• [Records for processing]
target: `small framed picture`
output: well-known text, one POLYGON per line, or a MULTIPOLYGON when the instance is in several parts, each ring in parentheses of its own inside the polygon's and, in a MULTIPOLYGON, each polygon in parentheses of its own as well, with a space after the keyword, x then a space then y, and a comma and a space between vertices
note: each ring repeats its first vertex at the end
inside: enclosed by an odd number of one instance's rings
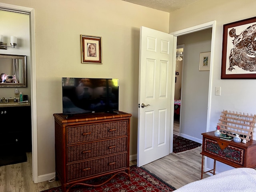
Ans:
POLYGON ((102 64, 101 37, 80 36, 82 63, 102 64))
POLYGON ((200 53, 200 71, 210 71, 210 52, 200 53))

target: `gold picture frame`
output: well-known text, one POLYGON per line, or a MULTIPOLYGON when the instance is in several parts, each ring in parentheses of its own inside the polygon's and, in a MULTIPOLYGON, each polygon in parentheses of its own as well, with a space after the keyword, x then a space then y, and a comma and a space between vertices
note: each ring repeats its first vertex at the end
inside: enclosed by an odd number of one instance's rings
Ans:
POLYGON ((211 52, 200 53, 199 71, 210 71, 211 52))
POLYGON ((81 35, 82 63, 102 64, 101 37, 81 35))

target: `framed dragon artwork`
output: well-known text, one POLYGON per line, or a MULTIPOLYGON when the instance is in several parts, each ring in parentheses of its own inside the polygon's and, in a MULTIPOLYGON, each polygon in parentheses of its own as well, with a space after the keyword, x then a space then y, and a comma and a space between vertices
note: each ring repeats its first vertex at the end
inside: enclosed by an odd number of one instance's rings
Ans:
POLYGON ((223 25, 221 79, 256 79, 256 17, 223 25))

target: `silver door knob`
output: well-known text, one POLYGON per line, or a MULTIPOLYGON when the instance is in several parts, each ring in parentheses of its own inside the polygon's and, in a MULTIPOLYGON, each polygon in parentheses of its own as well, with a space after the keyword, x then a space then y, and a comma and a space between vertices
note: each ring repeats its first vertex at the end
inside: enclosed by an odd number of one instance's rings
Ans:
POLYGON ((144 103, 141 104, 141 108, 144 108, 145 107, 147 107, 148 106, 150 106, 150 105, 149 104, 148 104, 147 105, 145 105, 144 103))

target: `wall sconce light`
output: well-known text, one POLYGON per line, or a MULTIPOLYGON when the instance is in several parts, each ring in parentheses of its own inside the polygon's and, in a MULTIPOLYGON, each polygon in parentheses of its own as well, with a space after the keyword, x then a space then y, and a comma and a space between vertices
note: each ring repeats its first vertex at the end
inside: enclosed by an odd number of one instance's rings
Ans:
POLYGON ((7 47, 14 48, 17 45, 17 37, 11 36, 10 44, 11 46, 7 45, 7 44, 4 43, 4 36, 0 35, 0 49, 7 49, 7 47))

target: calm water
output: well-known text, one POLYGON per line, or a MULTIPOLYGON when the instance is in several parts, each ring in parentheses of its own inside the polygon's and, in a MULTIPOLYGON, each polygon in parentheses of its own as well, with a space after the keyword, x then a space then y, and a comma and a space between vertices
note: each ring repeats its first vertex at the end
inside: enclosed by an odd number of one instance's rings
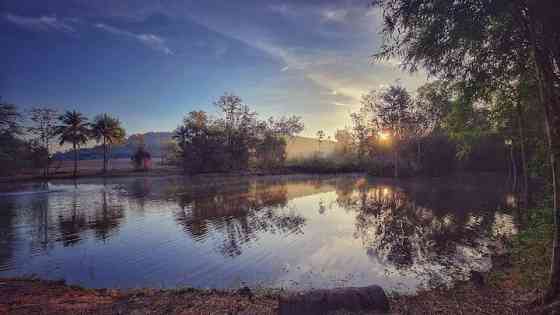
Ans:
POLYGON ((493 177, 85 179, 6 186, 0 277, 88 287, 450 284, 516 233, 493 177))

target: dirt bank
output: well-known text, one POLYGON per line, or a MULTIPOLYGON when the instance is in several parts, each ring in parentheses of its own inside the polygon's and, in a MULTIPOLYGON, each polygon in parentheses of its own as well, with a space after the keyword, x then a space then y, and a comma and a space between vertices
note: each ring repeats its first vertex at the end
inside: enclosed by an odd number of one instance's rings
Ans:
MULTIPOLYGON (((0 280, 0 314, 277 314, 278 295, 197 289, 84 289, 63 282, 0 280)), ((390 299, 391 314, 535 314, 530 292, 463 283, 390 299)), ((336 312, 335 314, 349 314, 336 312)), ((374 314, 374 313, 360 313, 374 314)))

• [Goal of the exercise] Copy every line of the listing above verbatim, leaving out the pictures.

• [Full answer]
target: `small framed picture`
output: well-known text, one POLYGON per line, or a MULTIPOLYGON when the instance is in several parts, each ring in parentheses of its own inside the polygon's and, in a MULTIPOLYGON, each polygon in parentheses of its own as well, with a space after the keyword, x then a space then y, and a comma and a space between vertices
note: each ring repeats its first vertex at the end
inside: enclosed by an odd number of one instance's rings
Ans:
POLYGON ((102 64, 101 37, 80 36, 82 63, 102 64))
POLYGON ((200 53, 200 71, 210 71, 210 52, 200 53))

target: `gold picture frame`
output: well-known text, one POLYGON per line, or a MULTIPOLYGON when the instance is in several parts, each ring in parentheses of its own inside the polygon's and, in a MULTIPOLYGON, each polygon in parentheses of its own as well, with a space after the keyword, x then a space then y, and a comma and a space between vertices
note: each ring repeats its first vertex at the end
inside: enclosed by an odd number of one instance's rings
Ans:
POLYGON ((211 52, 200 53, 199 71, 210 71, 211 52))
POLYGON ((81 35, 82 63, 102 64, 101 37, 81 35))

target: `framed dragon artwork`
output: well-known text, one POLYGON per line, or a MULTIPOLYGON when the instance is in several parts, each ring in parentheses of its own inside the polygon's and, in a MULTIPOLYGON, each polygon in parentheses of its own as well, with a space after the keyword, x then a space then y, and a comma and a space between vertices
note: each ring repeats its first vertex at the end
inside: enclosed by an odd number of one instance's rings
Ans:
POLYGON ((223 25, 221 79, 256 79, 256 17, 223 25))

target: `silver door knob`
output: well-known text, one POLYGON per line, or a MULTIPOLYGON when the instance is in several parts, each ring in parentheses of its own inside the polygon's and, in a MULTIPOLYGON, each polygon in parentheses of its own as well, with a space after the keyword, x then a space then y, and a comma and a space between vertices
note: each ring repeats its first vertex at the end
inside: enclosed by an odd number of one instance's rings
Ans:
POLYGON ((144 103, 141 104, 141 108, 144 108, 145 107, 147 107, 148 106, 150 106, 150 105, 149 104, 148 104, 147 105, 145 105, 144 103))

target: `wall sconce light`
output: well-known text, one POLYGON per line, or a MULTIPOLYGON when the instance is in several parts, each ring in parentheses of its own inside the polygon's and, in a MULTIPOLYGON, each polygon in parentheses of its own as well, with a space after the keyword, x then a space then y, and a comma and a space between vertices
note: each ring repeats its first vertex at the end
inside: enclosed by an odd number of one instance's rings
Ans:
POLYGON ((7 47, 14 48, 17 45, 17 37, 11 36, 10 44, 11 46, 7 45, 7 44, 4 43, 4 36, 0 35, 0 49, 7 49, 7 47))

target: calm water
output: well-known text, one POLYGON per line, or a MULTIPOLYGON when the instance is in several parts, each ring in parentheses of its own inside the polygon's and, in a MULTIPOLYGON, each polygon in parentheses of its own as well, with a space after the keyword, x then a space then y, and a comma and a space between vertices
note: each ring repeats its first vertex at the end
inside: enclosed by an odd number of one instance's rings
Ans:
POLYGON ((493 177, 85 179, 6 186, 0 277, 88 287, 450 284, 516 233, 493 177))

target: dirt bank
output: well-known text, one POLYGON per line, or a MULTIPOLYGON when the instance is in several parts, each ring in parentheses of its own inside the polygon's and, in a MULTIPOLYGON, each polygon in parentheses of its own as well, with a space after the keyword, x then a space then y, and a comma and a space between vertices
note: each ring repeats its first vertex at the end
inside: enclosed by an odd number of one instance's rings
Ans:
MULTIPOLYGON (((0 280, 0 314, 277 314, 278 295, 197 289, 84 289, 63 282, 0 280)), ((390 299, 391 314, 535 314, 530 292, 463 283, 390 299)), ((336 312, 335 314, 349 314, 336 312)), ((374 314, 374 313, 360 313, 374 314)))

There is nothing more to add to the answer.